— Begin TASK INPUTS —

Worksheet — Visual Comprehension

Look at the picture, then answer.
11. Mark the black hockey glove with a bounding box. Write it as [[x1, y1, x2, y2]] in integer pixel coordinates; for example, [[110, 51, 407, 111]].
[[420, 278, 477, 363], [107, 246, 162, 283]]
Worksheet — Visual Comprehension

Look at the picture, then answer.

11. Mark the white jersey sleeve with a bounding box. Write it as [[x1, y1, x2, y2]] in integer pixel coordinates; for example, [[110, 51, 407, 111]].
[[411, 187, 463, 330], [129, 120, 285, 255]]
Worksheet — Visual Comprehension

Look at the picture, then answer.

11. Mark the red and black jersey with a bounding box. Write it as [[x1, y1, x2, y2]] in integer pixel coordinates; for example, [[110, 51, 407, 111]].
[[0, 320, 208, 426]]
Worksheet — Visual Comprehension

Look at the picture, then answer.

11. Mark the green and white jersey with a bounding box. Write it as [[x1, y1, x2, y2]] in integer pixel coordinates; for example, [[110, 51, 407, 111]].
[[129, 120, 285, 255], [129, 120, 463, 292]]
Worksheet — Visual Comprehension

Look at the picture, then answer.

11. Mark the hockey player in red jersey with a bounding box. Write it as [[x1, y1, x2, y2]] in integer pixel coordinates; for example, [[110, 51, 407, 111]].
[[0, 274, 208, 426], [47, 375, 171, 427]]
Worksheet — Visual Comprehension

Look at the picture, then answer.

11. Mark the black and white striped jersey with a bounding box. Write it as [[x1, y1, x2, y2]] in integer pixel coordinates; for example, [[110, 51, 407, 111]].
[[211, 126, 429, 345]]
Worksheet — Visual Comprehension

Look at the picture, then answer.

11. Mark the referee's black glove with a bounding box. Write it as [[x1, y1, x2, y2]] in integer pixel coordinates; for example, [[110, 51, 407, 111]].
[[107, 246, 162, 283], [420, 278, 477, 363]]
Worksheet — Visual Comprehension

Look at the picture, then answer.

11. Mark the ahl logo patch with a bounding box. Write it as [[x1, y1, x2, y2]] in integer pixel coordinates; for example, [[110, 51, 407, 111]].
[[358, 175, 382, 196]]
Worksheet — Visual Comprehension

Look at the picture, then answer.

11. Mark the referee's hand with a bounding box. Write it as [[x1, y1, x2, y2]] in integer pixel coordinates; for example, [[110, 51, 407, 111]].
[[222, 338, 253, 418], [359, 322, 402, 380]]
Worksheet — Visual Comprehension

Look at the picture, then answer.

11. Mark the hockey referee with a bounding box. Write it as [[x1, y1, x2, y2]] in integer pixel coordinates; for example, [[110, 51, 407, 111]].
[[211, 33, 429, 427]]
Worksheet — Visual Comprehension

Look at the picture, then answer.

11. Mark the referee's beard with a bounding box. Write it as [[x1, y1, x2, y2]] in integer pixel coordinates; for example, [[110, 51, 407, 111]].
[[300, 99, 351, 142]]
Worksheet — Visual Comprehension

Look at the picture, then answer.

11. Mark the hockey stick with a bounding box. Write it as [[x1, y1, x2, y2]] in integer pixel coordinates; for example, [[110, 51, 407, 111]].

— End TASK INPUTS —

▸ WHAT IS EXPECTED:
Gather every line of the records that contains the string "glove". Case counts, so match uppercase and lowercase letters as given.

▸ EXERCISE RESULT:
11. Mark the black hockey glove with a bounding box. Write it as [[x1, y1, x2, y2]] in integer pixel coordinates; for example, [[110, 51, 407, 111]].
11. Mark the referee's black glove with a bounding box. Write it as [[x1, y1, x2, y2]] in integer pixel coordinates; for example, [[110, 51, 407, 111]].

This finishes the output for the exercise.